WRITTEN INSTRUCTION: Pick up the account below of a Mac Pro stuck on a gray startup screen and continue it after its last sentence.

DOCUMENT:
I was browsing on my Mac Pro, then suddenly my cursor turned from an arrow to a hand. I can move it around with the mouse, but I couldn't select anything. ie. other windows. My Mac froze, but the mouse was still working. After a couple of minutes clicking the mouse button to select something, the cursor turned from the hand back to the arrow. But I still couldn't select anything. So I decided to do a hard reboot.


This is when I got the grey screen of death. The computer started, chime sounded, grey screen with Apple logo and process wheel came on. The wheel stopped and disappeared at the mark when it normally does. But the screen stayed on the grey with Apple logo. And it just stuck there. So I did another hard reboot. Same thing. But this time I left it alone. After a few minutes, the Apple logo disappeared and it was just the grey screen. Waited a few more minutes, then the arrow cursor appeared, and I was able to move it around. But still the grey screen. Then about a minute later, my scanner started to boot (as it normally does when I startup my computer), but still a grey screen.

DATASET ROWS:
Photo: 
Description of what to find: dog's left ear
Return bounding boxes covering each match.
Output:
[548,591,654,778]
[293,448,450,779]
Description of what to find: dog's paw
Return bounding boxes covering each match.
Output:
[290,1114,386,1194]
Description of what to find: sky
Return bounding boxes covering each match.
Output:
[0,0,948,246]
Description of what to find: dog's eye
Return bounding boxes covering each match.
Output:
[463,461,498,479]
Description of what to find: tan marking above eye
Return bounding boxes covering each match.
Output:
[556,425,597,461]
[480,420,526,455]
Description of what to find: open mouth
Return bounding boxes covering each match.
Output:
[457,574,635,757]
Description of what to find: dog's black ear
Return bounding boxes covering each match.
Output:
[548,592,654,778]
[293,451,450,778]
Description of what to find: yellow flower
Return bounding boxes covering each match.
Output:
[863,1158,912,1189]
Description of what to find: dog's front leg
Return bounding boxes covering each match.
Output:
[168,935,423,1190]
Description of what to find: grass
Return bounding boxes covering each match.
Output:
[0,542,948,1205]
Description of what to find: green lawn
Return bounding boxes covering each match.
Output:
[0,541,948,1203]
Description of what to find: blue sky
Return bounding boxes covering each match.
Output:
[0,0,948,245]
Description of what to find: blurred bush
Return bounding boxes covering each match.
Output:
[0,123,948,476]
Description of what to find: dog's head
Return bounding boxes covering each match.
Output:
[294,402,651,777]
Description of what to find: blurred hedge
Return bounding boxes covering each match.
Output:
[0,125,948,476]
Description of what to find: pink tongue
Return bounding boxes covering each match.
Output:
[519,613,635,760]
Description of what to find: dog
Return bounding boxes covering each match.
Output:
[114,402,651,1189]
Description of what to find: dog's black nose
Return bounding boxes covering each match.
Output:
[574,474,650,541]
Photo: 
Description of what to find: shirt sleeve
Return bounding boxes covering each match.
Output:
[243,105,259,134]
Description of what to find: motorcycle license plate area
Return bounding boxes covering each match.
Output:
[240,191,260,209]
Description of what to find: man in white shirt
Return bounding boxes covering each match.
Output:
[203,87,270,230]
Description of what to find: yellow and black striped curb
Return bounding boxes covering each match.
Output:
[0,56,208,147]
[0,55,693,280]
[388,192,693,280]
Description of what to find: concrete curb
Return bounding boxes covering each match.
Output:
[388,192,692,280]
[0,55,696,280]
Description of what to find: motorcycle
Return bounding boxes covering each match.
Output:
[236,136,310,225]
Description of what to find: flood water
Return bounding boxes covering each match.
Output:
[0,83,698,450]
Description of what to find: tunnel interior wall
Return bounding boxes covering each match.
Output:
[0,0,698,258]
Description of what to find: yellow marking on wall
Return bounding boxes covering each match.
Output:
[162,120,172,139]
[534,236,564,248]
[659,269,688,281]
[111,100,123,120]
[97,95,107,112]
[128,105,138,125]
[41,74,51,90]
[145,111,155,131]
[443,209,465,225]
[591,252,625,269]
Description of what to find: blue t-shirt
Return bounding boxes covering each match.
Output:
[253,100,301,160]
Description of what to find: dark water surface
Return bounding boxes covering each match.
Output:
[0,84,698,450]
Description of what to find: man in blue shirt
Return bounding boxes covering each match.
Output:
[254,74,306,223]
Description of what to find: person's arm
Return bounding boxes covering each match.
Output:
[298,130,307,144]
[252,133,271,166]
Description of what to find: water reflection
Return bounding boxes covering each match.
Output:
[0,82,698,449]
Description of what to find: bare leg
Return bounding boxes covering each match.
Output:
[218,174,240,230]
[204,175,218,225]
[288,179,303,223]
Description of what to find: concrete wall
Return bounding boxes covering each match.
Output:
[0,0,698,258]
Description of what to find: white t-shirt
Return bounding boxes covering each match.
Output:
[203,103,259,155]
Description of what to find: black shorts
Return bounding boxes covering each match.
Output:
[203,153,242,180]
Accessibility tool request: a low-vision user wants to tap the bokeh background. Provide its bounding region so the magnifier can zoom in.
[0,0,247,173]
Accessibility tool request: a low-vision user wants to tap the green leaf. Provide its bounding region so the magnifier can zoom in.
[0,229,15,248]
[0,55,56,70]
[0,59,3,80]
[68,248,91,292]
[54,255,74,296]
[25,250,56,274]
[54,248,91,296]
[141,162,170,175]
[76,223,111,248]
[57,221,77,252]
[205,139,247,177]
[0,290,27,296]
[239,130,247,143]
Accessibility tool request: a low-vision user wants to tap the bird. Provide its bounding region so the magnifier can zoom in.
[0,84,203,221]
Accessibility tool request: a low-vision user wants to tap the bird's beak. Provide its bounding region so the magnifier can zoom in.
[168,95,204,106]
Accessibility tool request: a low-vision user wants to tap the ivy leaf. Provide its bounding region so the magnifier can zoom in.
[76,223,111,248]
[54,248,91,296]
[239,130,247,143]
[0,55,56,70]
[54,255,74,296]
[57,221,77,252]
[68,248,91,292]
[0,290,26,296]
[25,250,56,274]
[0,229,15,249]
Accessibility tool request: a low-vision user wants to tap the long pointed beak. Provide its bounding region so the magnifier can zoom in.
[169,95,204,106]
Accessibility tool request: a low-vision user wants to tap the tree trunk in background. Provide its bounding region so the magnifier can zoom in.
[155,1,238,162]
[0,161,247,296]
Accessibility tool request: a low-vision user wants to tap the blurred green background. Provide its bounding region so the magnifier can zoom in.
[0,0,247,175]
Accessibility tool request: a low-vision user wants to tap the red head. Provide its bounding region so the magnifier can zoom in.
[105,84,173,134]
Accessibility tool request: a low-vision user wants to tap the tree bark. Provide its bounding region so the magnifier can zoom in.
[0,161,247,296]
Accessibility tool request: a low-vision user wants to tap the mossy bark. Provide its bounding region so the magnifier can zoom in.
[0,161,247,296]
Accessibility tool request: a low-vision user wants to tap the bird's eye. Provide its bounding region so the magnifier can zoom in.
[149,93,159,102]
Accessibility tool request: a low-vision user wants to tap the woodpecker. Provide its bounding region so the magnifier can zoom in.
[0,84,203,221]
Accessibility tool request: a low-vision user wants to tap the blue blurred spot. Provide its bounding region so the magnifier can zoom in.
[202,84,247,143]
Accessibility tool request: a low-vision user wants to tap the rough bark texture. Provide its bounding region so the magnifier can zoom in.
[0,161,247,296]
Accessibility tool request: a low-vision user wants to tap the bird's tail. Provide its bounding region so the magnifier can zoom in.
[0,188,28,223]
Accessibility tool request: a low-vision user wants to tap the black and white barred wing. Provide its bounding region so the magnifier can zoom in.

RESULT:
I've dealt with the grey screen of death before, but it never did this. It seems like my Mac is just responding extremely slow. That gives me the notion that if I left it alone for a couple of hours or so, my desktop and drives will eventually come up. That's just speculation though. And I just powered down my Mac to deal with it later. Does anyone know of this happening? I've never heard of people getting the grey screen, but their mouse works and peripherals startup on a delay. I'll try the troubleshooting for the grey screen when I get home from work. I was just curious about the other things during the startup, as I've never seen or heard of that happening before.


Thanks.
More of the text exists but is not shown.